▸ Aim of the task: Reproduce verbatim the stretch of the records below that begins with the line containing "Please indicate the blue plastic" and ends with the line containing "Target: brown cardboard box", including both of those lines.

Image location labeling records
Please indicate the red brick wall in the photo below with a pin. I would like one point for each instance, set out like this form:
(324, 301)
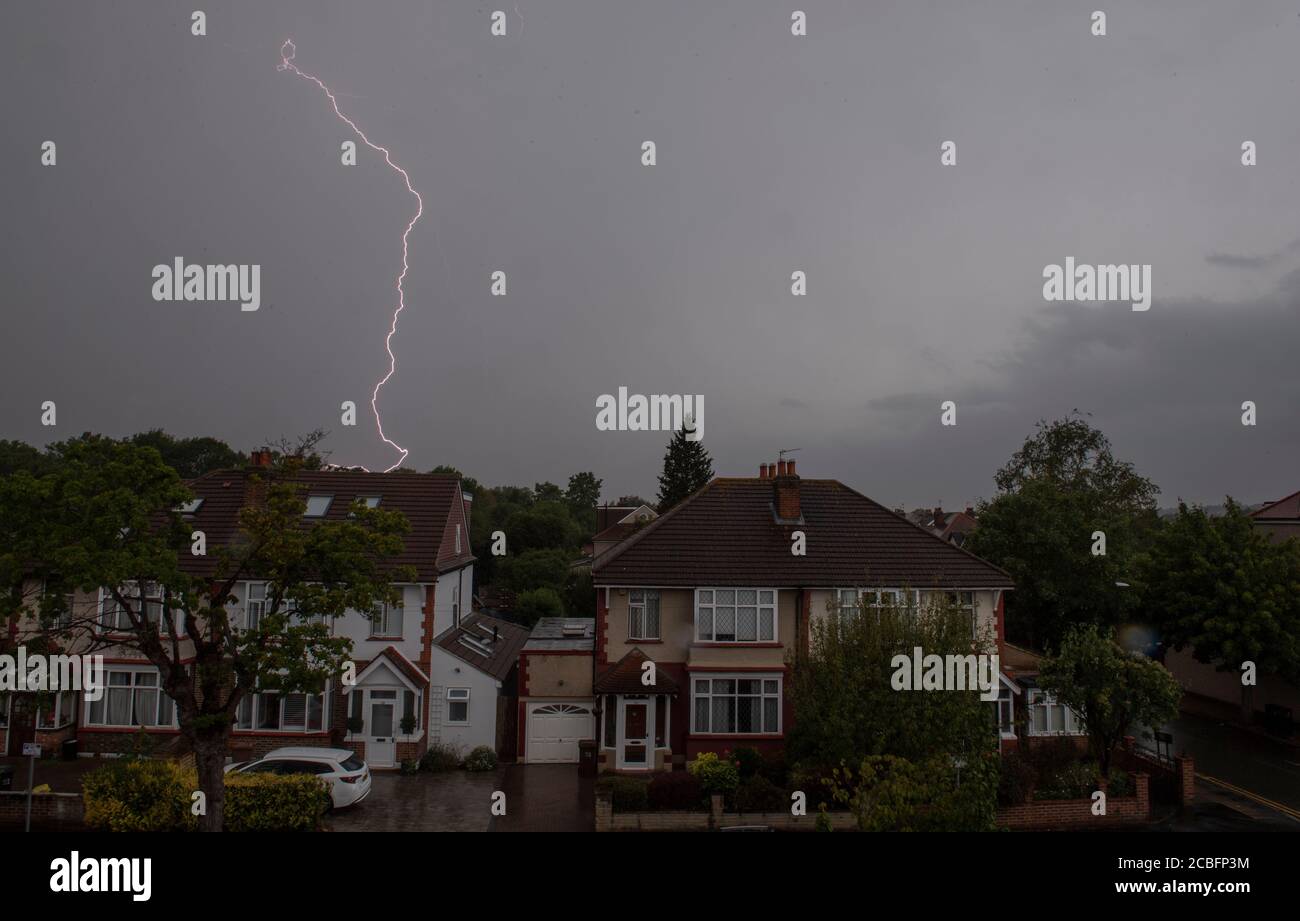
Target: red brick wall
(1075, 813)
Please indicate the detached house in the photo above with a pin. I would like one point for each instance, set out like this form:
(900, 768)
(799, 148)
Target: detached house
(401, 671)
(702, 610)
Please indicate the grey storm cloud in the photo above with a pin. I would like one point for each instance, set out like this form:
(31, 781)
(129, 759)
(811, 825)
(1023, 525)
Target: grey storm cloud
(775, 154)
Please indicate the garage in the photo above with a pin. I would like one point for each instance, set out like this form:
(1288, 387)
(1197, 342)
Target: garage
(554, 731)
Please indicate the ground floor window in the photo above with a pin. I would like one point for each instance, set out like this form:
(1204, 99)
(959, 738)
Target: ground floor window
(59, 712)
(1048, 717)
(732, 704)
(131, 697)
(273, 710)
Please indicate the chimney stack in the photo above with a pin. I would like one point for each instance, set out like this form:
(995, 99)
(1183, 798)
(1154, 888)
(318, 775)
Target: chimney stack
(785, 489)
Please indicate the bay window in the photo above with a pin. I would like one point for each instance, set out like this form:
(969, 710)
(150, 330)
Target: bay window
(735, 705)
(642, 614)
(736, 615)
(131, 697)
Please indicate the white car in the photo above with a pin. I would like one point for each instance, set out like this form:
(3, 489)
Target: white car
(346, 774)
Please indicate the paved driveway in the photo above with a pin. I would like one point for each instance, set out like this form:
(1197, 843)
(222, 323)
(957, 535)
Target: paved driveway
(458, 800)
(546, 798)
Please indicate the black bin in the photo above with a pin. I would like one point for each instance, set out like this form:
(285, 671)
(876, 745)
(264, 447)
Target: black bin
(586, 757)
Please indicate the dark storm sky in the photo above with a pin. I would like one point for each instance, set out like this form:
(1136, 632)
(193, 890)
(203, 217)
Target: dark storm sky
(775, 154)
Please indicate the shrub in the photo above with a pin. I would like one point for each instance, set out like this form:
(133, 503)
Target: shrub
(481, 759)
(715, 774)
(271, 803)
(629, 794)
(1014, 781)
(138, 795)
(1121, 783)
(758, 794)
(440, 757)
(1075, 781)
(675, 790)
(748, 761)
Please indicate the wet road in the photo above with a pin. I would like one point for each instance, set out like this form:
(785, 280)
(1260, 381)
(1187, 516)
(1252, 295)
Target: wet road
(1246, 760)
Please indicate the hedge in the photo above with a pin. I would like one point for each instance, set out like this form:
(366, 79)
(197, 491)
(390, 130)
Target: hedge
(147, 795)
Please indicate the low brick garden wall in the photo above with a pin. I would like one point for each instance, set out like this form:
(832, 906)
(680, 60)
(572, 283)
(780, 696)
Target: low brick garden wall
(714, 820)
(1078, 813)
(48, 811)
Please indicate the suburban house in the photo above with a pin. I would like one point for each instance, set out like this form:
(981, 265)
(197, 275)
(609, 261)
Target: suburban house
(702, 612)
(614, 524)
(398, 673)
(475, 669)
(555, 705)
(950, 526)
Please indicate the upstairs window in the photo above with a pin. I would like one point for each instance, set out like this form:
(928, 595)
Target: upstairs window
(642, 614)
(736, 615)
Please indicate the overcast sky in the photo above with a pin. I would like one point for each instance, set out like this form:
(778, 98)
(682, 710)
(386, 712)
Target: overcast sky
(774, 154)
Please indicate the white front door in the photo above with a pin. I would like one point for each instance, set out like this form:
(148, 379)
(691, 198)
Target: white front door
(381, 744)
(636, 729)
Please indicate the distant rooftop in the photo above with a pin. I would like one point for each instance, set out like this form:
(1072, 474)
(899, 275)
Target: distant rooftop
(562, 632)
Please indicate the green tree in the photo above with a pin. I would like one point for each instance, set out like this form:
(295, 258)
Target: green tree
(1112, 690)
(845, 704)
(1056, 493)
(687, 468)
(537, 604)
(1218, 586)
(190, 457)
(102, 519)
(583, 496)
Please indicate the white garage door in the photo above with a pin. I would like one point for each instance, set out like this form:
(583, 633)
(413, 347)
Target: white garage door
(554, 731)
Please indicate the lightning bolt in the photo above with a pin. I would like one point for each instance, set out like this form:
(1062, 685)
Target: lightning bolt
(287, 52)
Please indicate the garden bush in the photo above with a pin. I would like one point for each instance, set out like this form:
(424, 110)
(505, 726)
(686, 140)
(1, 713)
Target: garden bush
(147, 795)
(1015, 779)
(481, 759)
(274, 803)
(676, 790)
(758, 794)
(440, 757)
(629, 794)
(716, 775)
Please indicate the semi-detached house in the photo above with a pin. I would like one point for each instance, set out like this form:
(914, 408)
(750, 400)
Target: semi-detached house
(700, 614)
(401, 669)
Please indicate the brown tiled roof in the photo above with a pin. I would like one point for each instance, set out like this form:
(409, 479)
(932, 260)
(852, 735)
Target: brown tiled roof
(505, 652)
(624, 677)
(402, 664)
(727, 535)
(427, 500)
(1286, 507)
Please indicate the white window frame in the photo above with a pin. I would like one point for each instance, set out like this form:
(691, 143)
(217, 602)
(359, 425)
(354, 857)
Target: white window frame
--
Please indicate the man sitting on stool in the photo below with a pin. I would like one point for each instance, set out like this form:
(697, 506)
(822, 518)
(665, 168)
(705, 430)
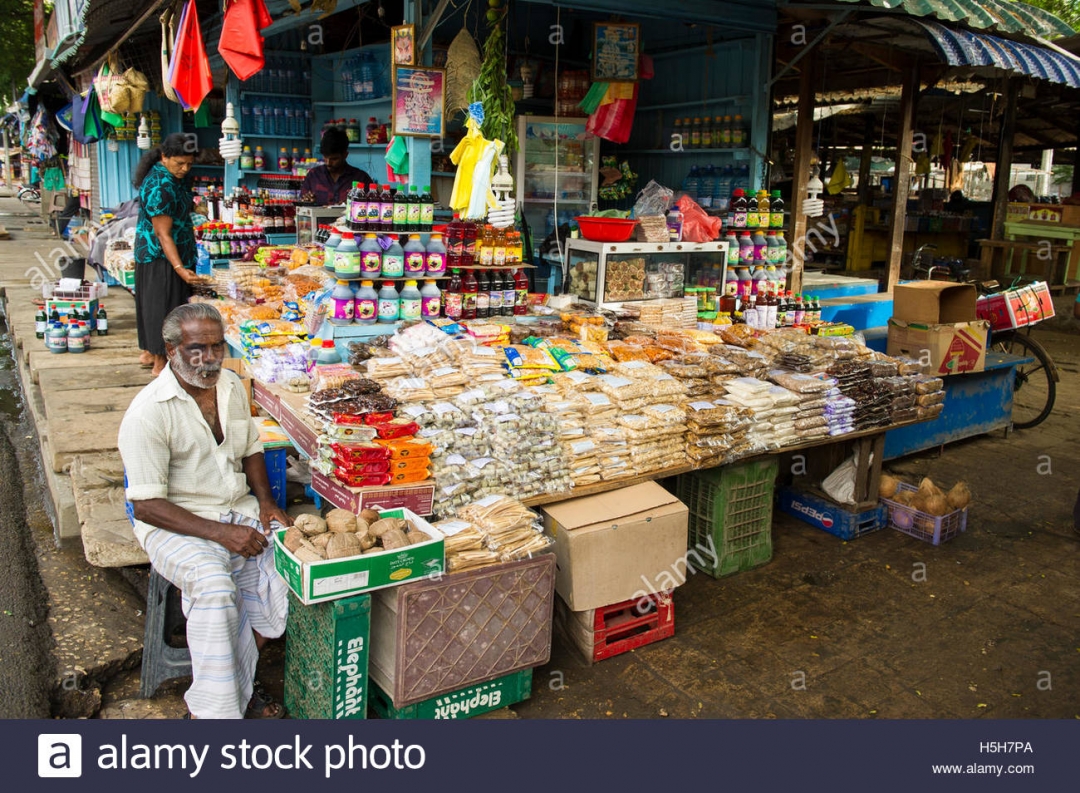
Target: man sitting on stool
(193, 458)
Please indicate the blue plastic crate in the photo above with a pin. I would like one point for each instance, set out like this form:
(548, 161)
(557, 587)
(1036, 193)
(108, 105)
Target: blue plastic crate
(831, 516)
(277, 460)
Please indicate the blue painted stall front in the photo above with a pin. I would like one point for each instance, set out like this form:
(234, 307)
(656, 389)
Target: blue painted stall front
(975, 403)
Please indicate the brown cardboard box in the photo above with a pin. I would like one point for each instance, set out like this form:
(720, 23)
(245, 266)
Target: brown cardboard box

▸ Worked solution:
Please indicate the blue plastic crate in the photo above with a pin. I would like one point for each instance, set out like this form:
(548, 161)
(557, 587)
(1036, 193)
(108, 105)
Target: blue plastic crate
(831, 516)
(277, 460)
Please indicate the blue painted stall front in the photo above with a pin. I would like one point for each instance, set out like this form:
(234, 307)
(656, 389)
Target: blue painted stall front
(975, 403)
Please indicate the brown cardboard box in the photo above with a pin. I would like one point for each instance, set out like this form:
(720, 23)
(245, 266)
Target: brown cardboard box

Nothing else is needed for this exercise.